## BEGIN STORED ROWS

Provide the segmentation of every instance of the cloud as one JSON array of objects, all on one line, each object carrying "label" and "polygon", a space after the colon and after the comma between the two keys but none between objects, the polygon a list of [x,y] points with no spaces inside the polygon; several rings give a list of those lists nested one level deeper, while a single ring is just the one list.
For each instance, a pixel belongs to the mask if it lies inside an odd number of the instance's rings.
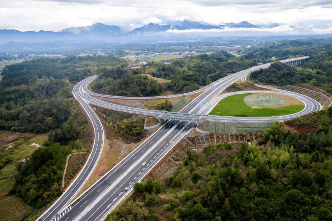
[{"label": "cloud", "polygon": [[254,24],[331,27],[332,2],[326,0],[168,0],[167,3],[155,0],[3,1],[0,28],[57,31],[98,22],[134,28],[150,22],[175,24],[185,19],[213,25],[246,21]]},{"label": "cloud", "polygon": [[224,27],[224,29],[213,28],[209,30],[202,30],[201,29],[187,29],[185,30],[179,30],[177,29],[168,30],[167,32],[169,33],[216,33],[225,32],[238,32],[239,31],[254,31],[257,32],[271,32],[275,33],[280,33],[285,32],[291,32],[294,30],[293,28],[290,27],[288,25],[284,25],[280,26],[270,28],[228,28]]},{"label": "cloud", "polygon": [[151,23],[160,23],[162,21],[156,17],[150,17],[149,19],[143,19],[142,23],[144,25],[147,25]]}]

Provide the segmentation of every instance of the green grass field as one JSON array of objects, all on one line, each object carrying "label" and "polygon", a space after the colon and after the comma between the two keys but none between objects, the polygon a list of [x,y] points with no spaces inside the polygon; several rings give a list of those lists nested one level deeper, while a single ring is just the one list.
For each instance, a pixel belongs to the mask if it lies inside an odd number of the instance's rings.
[{"label": "green grass field", "polygon": [[275,108],[252,108],[243,101],[245,97],[251,94],[235,94],[227,97],[220,101],[209,114],[234,117],[273,117],[293,114],[304,108],[300,105],[291,105]]},{"label": "green grass field", "polygon": [[36,135],[35,137],[27,141],[20,145],[8,150],[14,161],[17,161],[21,159],[29,157],[31,154],[38,148],[37,146],[30,146],[33,143],[35,143],[41,146],[43,143],[48,139],[48,134],[42,134]]},{"label": "green grass field", "polygon": [[0,219],[14,221],[20,220],[32,207],[23,199],[13,195],[7,195],[14,184],[14,177],[0,181]]}]

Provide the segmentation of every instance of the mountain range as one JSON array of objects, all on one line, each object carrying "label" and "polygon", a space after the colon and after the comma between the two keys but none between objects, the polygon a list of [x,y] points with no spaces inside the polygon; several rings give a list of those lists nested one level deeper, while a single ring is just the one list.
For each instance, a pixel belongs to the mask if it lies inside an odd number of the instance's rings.
[{"label": "mountain range", "polygon": [[[22,32],[3,29],[0,29],[0,44],[11,41],[31,43],[82,40],[106,42],[128,42],[142,40],[144,39],[142,38],[143,36],[146,36],[146,38],[147,39],[159,38],[165,40],[167,37],[174,37],[179,35],[182,39],[190,38],[195,34],[214,36],[230,35],[267,36],[315,33],[286,24],[275,23],[257,25],[243,21],[238,23],[219,24],[221,24],[216,26],[189,20],[163,25],[151,23],[126,33],[122,32],[121,28],[117,26],[107,25],[101,23],[96,23],[90,26],[66,28],[57,32],[43,30]],[[286,27],[288,29],[283,31],[280,28],[278,33],[271,31],[271,28],[278,28],[280,27]],[[220,32],[221,30],[222,32]]]}]

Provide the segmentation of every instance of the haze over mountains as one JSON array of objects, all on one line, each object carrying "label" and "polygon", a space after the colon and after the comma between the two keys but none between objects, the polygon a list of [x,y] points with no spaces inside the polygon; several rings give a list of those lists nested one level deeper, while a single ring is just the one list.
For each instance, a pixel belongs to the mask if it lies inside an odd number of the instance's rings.
[{"label": "haze over mountains", "polygon": [[199,37],[272,36],[316,34],[310,30],[276,23],[257,25],[243,21],[238,23],[221,23],[221,24],[218,26],[212,26],[189,20],[163,25],[151,23],[125,33],[122,31],[119,26],[107,25],[101,23],[95,23],[90,26],[66,28],[57,32],[43,30],[22,32],[4,29],[0,30],[0,44],[10,41],[40,43],[78,40],[105,42],[140,41],[147,39],[175,40],[177,39],[178,40],[184,40],[197,38],[198,36]]}]

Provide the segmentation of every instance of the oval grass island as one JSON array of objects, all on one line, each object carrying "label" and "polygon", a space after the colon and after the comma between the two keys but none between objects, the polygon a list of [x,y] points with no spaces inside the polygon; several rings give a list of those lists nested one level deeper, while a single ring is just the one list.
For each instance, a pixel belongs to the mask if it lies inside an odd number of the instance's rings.
[{"label": "oval grass island", "polygon": [[221,100],[210,115],[233,117],[273,117],[299,112],[304,104],[294,97],[268,91],[232,95]]}]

## END STORED ROWS

Present the stretch from the line containing "Provide the segmentation of every instance of the oval" through the end of the records as a two-column CSV with the header instruction,output and one row per record. Put each record's text and its answer in a single quoted field apiece, with line breaks turned into spaces.

■ **RESPONSE TO THIS EXERCISE**:
instruction,output
"Provide the segmentation of every instance of the oval grass island as one JSON array of objects, all on one line, each object carrying ""label"" and ""polygon"", a space after the colon and after the comma between the two keys but none between objects, the polygon a list of [x,y] points with no spaces inside the polygon; several rings give a list of those lists nested one level deeper, while a single ring is just the one list. For each instance, a pixel belongs to the mask if it lies inside an odd number of the instance's rings.","[{""label"": ""oval grass island"", ""polygon"": [[221,100],[210,115],[233,117],[273,117],[299,112],[304,104],[294,97],[268,91],[232,95]]}]"